Yıldıray OĞUR
Bir katilden hakim adayı yaratan karanlık...
Cinayet en başta şahsi bir suçtur. Mesele ilk önce katille ilgilidir. Toplumsal infiale yol açan her cinayet üzerinden hemen kültürel ve kimliksel totolojilere varmak, meseleyi mevcut siyasi kavgaya odun olarak atmak aslında cinayet mahallindeki esas suç izlerini ve delilleri silmek, bir çeşit boş çuvalları dövmek anlamına geliyor çoğu kez.
Çankaya Üniversitesi Hukuk Fakültesi’nde araştırma görevlisi olan 27 yaşındaki Ceren Damar Şenel’in, kopya çektiğini tespit ettiği bir hukuk fakültesi son sınıf öğrencisi tarafından hunharca öldürülmesi duyan herkesi derinden sarstı ve haklı olarak öfkelendirdi.
Ama bu öfkeyle girişilmiş bazı açıklama çabaları olayın esas vehametini görmekten çok uzaktaydı.
Herhalde bu listenin en tepesine her şiddet olayından sonra olduğu gibi suçlu olarak televizyondaki mafya ve şiddet dizilerini göstererek magazinleştirme ciddiyetsizliğini koymak gerek.
Nedense bu “televizyonda izleyip yapıyorlar” açıklaması bugün televizyonda en yoğun ve sansürsüz şiddet dizilerinin olduğu Netflix izleyenlerin neden suça meyilli hale gelmediği sorusuna cevap veremiyor.
Bir diğer ciddiyetsizlik örneği ise, böylesine bir güvenlik açığına ev sahipliği yapan Çankaya Üniversitesi’nin açıklamasıydı:
“Toplumların bu tarz şiddet eğilimlerinin, ancak Araştırma Görevlisi Ceren Damar ŞENEL gibi uzlaşma kültürünü yaygınlaştırmayı ilke edinmiş idealist eğitimcilerle çözülebileceğine inanıyoruz. Ülkemizdeki tüm paydaşlarla birlikte bu kültürün en kısa zamanda hayata geçirilmesine yönelik atılacak adımlarda Çankaya Üniversitesi olarak sorumluluk almayı görev biliyoruz”
Önümüzdeki yıl üniversiteyi tercih edecek öğrencilerin tedirgin olmaması için bir PR’cı elinden çıkmış gibi duran bu açıklama, bir üniversiteye silahın, bıçakların nasıl sokulabildiği, bir hukuk fakültesi dördüncü sınıf öğrencisinin nasıl böyle bir cinayet işleyebildiği gibi, böyle bir bu durumda ciddi bir üniversitenin üzerinde kara kara düşünmesi gereken esas mühim sorularının üzerinden atlayan, olayı yine anlamsız eğitim ve uzlaşma kelimelerine bağlayan bir gevezelik örneği.

Yapılacak iş. Köşe yazısında "Herhalde bu listenin" sözlerini içeren ifadeyle açılıp "sorusuna cevap veremiyor." ile kapanan bölümü, "Netflix" yerine "YouTube" koyarak yeniden yaz.

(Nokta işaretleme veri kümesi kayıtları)
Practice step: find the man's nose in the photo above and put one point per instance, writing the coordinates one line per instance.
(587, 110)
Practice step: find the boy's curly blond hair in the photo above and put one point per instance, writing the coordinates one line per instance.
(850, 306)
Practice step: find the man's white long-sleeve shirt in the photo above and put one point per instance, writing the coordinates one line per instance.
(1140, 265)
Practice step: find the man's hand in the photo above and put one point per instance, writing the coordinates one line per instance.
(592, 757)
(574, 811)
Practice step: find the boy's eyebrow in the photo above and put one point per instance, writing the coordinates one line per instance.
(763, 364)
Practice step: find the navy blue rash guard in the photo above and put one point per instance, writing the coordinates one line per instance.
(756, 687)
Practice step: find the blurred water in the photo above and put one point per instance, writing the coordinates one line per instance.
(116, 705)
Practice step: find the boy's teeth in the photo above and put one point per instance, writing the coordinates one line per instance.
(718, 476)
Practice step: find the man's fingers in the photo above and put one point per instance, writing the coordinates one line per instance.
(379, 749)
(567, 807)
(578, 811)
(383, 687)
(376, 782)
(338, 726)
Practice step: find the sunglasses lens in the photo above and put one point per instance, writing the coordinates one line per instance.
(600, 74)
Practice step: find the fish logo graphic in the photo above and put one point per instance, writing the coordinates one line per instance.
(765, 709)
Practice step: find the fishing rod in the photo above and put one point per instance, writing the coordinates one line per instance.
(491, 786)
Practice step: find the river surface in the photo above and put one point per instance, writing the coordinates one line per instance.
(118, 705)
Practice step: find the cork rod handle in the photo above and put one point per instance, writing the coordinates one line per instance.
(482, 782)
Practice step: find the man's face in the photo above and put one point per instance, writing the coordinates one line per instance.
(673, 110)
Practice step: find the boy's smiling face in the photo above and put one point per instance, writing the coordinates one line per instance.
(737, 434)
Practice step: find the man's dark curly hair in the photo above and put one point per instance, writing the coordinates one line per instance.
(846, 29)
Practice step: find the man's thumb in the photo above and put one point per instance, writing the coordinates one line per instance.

Tamamlanan görev.
Herhalde bu listenin en tepesine her şiddet olayından sonra olduğu gibi suçlu olarak televizyondaki mafya ve şiddet dizilerini göstererek magazinleştirme ciddiyetsizliğini koymak gerek.
Nedense bu “televizyonda izleyip yapıyorlar” açıklaması bugün televizyonda en yoğun ve sansürsüz şiddet dizilerinin olduğu YouTube izleyenlerin neden suça meyilli hale gelmediği sorusuna cevap veremiyor.